# GIVEN EXERCISE
Word for word, restate every line of the material.

# DATA FOR THE TASK
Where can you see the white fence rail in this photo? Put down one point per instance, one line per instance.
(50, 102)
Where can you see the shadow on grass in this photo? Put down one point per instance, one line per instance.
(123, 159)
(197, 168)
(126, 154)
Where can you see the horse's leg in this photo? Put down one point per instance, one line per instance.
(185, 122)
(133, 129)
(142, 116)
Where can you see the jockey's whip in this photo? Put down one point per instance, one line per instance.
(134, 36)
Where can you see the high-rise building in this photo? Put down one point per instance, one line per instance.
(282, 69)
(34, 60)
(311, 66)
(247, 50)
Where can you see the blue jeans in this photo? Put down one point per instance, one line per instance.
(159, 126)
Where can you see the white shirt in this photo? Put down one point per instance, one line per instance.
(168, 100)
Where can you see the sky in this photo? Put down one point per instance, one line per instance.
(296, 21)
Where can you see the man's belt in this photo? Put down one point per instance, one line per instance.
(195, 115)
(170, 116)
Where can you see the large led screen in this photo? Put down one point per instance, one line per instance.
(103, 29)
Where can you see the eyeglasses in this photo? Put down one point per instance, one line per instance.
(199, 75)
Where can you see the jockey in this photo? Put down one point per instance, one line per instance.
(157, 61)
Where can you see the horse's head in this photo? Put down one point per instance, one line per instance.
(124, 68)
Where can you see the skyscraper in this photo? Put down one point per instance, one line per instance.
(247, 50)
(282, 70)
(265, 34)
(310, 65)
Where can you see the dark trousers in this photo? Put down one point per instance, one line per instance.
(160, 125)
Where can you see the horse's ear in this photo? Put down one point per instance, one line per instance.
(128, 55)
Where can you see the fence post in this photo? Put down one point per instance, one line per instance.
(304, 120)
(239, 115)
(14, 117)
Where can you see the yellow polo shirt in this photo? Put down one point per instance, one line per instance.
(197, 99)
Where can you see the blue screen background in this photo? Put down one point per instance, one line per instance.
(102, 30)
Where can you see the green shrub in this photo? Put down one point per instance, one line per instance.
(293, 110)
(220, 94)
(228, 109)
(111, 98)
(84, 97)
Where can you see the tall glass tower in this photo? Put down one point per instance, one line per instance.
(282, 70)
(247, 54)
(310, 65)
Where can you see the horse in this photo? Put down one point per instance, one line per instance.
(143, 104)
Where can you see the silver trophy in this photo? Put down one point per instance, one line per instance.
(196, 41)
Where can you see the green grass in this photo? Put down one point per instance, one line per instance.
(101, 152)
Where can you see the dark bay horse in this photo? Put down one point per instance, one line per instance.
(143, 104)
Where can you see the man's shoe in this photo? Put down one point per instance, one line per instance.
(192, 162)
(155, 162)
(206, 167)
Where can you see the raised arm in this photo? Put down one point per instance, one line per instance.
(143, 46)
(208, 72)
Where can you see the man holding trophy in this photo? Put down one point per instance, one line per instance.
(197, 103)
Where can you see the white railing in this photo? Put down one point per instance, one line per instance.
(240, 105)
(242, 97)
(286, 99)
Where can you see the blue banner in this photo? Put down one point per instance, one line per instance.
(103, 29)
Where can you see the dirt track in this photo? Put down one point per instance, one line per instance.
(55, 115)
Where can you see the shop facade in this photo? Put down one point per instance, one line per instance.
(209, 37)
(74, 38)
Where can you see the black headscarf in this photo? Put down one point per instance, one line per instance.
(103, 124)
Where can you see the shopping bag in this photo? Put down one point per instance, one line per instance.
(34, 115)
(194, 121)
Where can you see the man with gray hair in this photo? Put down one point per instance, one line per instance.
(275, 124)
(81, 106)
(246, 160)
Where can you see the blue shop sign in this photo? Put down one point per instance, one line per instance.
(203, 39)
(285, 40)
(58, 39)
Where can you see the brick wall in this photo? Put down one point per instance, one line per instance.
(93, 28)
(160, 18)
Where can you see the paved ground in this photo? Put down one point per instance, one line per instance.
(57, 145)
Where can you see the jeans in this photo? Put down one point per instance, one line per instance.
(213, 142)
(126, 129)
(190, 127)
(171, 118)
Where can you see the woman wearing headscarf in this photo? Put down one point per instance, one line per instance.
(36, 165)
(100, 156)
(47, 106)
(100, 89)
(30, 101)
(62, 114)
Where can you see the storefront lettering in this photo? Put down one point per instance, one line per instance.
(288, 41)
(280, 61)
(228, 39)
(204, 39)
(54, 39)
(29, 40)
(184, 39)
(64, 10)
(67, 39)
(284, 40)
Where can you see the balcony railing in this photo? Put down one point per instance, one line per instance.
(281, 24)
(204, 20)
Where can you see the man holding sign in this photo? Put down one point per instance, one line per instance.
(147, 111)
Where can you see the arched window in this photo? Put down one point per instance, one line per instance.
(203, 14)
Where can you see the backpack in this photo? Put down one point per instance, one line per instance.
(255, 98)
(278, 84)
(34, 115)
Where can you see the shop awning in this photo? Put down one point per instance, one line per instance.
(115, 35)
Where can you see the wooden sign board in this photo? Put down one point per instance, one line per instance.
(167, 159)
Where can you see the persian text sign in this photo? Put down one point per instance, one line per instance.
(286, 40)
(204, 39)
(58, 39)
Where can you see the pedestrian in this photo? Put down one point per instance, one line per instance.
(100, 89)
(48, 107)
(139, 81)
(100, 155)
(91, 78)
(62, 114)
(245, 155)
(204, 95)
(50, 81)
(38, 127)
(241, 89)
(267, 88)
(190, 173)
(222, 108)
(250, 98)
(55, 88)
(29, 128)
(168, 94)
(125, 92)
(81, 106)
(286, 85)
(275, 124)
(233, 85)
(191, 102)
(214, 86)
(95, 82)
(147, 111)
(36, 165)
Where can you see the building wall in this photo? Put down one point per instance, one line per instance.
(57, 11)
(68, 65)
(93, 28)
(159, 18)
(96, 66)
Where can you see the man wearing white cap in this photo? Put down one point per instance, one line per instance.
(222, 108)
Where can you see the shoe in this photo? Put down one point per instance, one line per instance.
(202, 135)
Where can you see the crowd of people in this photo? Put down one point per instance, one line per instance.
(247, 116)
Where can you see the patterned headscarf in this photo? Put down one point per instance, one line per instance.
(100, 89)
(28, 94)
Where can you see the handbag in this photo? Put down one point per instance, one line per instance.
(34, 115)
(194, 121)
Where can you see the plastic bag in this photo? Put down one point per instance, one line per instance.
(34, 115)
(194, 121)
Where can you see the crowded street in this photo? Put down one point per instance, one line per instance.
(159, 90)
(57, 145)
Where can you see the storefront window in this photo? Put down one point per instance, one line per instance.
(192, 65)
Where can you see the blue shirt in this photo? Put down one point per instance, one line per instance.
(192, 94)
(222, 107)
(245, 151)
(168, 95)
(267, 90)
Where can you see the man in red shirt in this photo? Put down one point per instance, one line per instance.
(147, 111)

# TASK ANSWER
Where can you see the white fence rail in this photo? Put down one point per instance, one line per instance.
(50, 102)
Where can you see the shadow on grass in this photo? Put down one point per instance, one line per instance.
(123, 159)
(197, 168)
(126, 154)
Where can you see the horse's leg in this photo? Put down one point per instance, one line per instance.
(185, 122)
(133, 129)
(142, 116)
Where can you see the jockey's whip in this photo? Put down one point per instance, one line per instance.
(134, 36)
Where can you see the high-rise building in this photo? Put down one point per instance, one line per instance.
(282, 69)
(34, 60)
(311, 66)
(247, 50)
Where can you see the blue jeans in this photo? Put down one point per instance, one line per instance.
(159, 126)
Where can you see the white shirt in this photo? Put down one point per instance, one line per instance.
(168, 100)
Where can you see the sky in this photo? Put down one point per instance, one line per instance.
(296, 21)
Where can you see the man's belt in this photo? Put down one point per instance, one line per instance.
(195, 115)
(170, 116)
Where can you see the large led screen in this photo? Put down one point per instance, one line per instance.
(103, 29)
Where can you see the eyeglasses in this photo? Put down one point per instance, one line per instance.
(199, 75)
Where can you see the jockey in this photo? Put down one point per instance, one line per instance.
(157, 61)
Where can you see the horse's head in this photo? Put down one point per instance, one line per instance.
(124, 68)
Where can you see the skyscraper in this photo? Put down one point per instance, one line per instance.
(247, 50)
(282, 70)
(265, 34)
(310, 65)
Where can you see the dark trousers in this photo? Put down one point per instance, one line per instance.
(160, 125)
Where can you see the horse's ear in this photo? Put down one point per instance, one line per instance.
(128, 55)
Where can you see the fence post in this photo? Put down one point per instance, one line per instance.
(304, 120)
(239, 115)
(14, 117)
Where can you see the yellow polo shirt in this photo? Put down one point per instance, one line per instance.
(197, 99)
Where can you see the blue screen background in this photo? Put down one point per instance, one line per instance.
(102, 30)
Where can you see the green shrub in this photo? Put down one point per instance, one line per instance.
(293, 110)
(220, 94)
(228, 109)
(111, 98)
(84, 97)
Where can you see the tall glass tower in this photo? Put down one point per instance, one line per instance.
(282, 70)
(247, 54)
(310, 65)
Where can you see the horse in this photo? Put down one point per instance, one line per instance.
(143, 104)
Where can you see the silver trophy in this photo? Put down one point per instance, one line per instance.
(196, 41)
Where can you see the green grass in this photo? Put down one point per instance, one line per instance.
(101, 152)
Where can you see the dark bay horse in this photo? Put down one point per instance, one line per instance.
(143, 104)
Where can you see the man's shoe in this photo? Put down one point per instance, one line per instance.
(192, 162)
(155, 162)
(206, 167)
Where can you see the raised arm in this photo? Put down one point per instance, one line per instance.
(143, 46)
(208, 72)
Where can you see the man holding trophy in this photo? Put down one point per instance, one line per instance.
(197, 103)
Where can you see the white railing in this photo? Put down one point per instance, one line per instance.
(240, 105)
(242, 97)
(286, 99)
Where can you see the blue banner in this photo? Put down one point per instance, one line per instance.
(103, 29)
Where can you see the dirt track in this photo? Put down one point per instance, one line per instance.
(55, 115)
Where can you see the shop facade in this photo? Put down one point per instance, one line per instance.
(209, 37)
(74, 38)
Where can you see the black headscarf in this photo? Put down one point per instance, one line per instance.
(103, 124)
Where can you see the shopping bag in this photo? Put down one point per instance, one line per instance.
(34, 115)
(194, 121)
Where can you see the man with gray hair in this photo? Put down one point per instance, one line per instance.
(275, 124)
(81, 106)
(246, 160)
Where can you see the blue shop sign in this photo? Put down one point per instance, one line per instance.
(203, 39)
(285, 40)
(58, 39)
Where can you see the brick wall in this photo? Put down one point per instance, one line per instance.
(93, 28)
(160, 18)
Where can you see the paved ground in this photo? Put down one point per instance, one line per instance.
(57, 145)
Where can you see the jeans in this photo? Put down one point per instance, one line per instance.
(213, 142)
(126, 129)
(190, 127)
(171, 118)
Where can you see the woman wearing headscarf in this photo? Put down one point per instance, one line per instance.
(36, 165)
(100, 156)
(47, 106)
(100, 89)
(30, 101)
(62, 114)
Where can you see the storefront lettering in this photo? Put down one point per instance, one line per instance.
(288, 41)
(280, 61)
(228, 39)
(204, 39)
(54, 39)
(29, 40)
(184, 39)
(64, 10)
(67, 39)
(284, 40)
Where can you see the balcony railing in this photo? Put down one point per instance, one line per instance.
(281, 24)
(204, 20)
Where can you see the man holding sign in this photo? Put down one point per instance, one line per instance.
(147, 111)
Where can you see the arched window in this photo? Put down one point per instance, one line per instance.
(203, 14)
Where can you see the backpack in this photo? Put down one point per instance, one line per instance.
(255, 98)
(278, 84)
(34, 115)
Where can you see the shop awning in this photo? Put down one point per instance, one line per instance.
(115, 35)
Where can you see the wooden sign board in this photo? Put down one point per instance, one line per instance.
(167, 159)
Where can you see the persian text sign in this photo? Put down one point per instance, one line per instance.
(286, 40)
(204, 39)
(58, 39)
Where can you see the pedestrian in this photo? Put down one point per instance, one line per instance.
(100, 89)
(48, 107)
(139, 81)
(100, 155)
(91, 78)
(62, 114)
(245, 155)
(204, 95)
(50, 81)
(38, 127)
(241, 89)
(267, 88)
(190, 173)
(222, 108)
(250, 98)
(55, 88)
(29, 128)
(168, 94)
(125, 92)
(81, 106)
(286, 85)
(275, 124)
(233, 85)
(191, 102)
(214, 86)
(95, 82)
(147, 111)
(36, 165)
Where can you see the building wall in this photo? Put down one point per instance, one line per instance.
(57, 11)
(68, 65)
(93, 28)
(159, 18)
(96, 66)
Where can you see the man wearing white cap in this photo? Put down one point per instance, one line per instance.
(222, 108)
Where can you see the shoe in this photo? Put down one point per instance, one line per instance.
(202, 135)
Where can you see the crowd of people in this photo? Put down one point per instance, one line per instance.
(247, 116)
Where can you see the patterned headscarf in this photo? Put down one point per instance, one line per instance.
(100, 89)
(28, 94)
Where can you see the handbag in this photo? Put down one point per instance, one line per instance.
(34, 115)
(194, 121)
Where can you see the plastic bag in this photo? Put down one point per instance, one line per instance.
(34, 115)
(194, 121)
Where can you see the crowded street in this photo? Put down one point per instance, one line per instance.
(159, 90)
(57, 145)
Where can you see the storefront window in this photo? Put down one point per instance, one line per instance.
(192, 65)
Where can you see the blue shirt in this photo? Put down one point per instance, one line per instance.
(192, 94)
(222, 107)
(245, 151)
(168, 95)
(267, 90)
Where can you see the man in red shirt in this photo? Put down one point per instance, one line per instance.
(147, 111)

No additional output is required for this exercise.